**Supplied material**
*-*-*
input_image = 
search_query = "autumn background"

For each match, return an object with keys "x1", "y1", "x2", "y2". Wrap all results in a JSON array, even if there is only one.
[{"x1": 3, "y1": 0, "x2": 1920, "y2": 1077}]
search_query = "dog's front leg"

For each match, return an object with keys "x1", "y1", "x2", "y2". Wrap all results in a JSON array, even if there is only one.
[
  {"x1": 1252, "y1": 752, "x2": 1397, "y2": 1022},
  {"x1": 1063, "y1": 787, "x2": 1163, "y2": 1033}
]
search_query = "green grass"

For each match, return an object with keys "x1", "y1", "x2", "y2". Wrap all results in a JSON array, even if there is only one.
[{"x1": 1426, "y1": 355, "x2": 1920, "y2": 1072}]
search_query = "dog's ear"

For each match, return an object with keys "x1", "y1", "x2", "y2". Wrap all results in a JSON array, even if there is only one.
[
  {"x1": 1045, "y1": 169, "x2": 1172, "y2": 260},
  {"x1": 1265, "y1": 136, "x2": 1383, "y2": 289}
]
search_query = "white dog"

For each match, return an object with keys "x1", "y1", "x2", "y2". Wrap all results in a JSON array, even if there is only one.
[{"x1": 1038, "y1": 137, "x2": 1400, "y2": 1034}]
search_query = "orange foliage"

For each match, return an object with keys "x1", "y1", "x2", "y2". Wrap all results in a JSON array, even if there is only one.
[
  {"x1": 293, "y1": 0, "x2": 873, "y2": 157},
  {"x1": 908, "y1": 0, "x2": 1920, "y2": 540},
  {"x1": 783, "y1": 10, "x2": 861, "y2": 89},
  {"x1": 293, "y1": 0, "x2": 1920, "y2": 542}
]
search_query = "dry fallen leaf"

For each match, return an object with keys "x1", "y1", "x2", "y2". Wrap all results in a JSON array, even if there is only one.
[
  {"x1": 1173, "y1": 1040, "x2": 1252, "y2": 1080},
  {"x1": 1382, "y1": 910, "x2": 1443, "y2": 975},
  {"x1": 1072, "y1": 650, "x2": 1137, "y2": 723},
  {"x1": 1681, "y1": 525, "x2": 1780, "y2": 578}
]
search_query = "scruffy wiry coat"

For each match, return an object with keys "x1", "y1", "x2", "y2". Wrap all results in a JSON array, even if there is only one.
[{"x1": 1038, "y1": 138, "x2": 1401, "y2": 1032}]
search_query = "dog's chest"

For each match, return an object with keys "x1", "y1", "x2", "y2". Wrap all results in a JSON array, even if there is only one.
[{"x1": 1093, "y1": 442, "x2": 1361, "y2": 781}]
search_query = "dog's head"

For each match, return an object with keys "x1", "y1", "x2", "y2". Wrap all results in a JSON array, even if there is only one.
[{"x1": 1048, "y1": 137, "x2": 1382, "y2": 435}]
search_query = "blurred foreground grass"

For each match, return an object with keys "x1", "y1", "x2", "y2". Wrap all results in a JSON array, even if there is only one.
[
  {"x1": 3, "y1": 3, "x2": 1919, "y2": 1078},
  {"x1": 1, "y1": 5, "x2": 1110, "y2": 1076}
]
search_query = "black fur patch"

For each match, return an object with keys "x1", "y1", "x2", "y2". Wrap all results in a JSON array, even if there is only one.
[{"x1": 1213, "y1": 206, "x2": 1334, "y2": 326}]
*-*-*
**Assigned task**
Every line of the listing that includes the word "grass" must be copied.

**Task result**
search_query = "green grass"
search_query = "blurred foreground grass"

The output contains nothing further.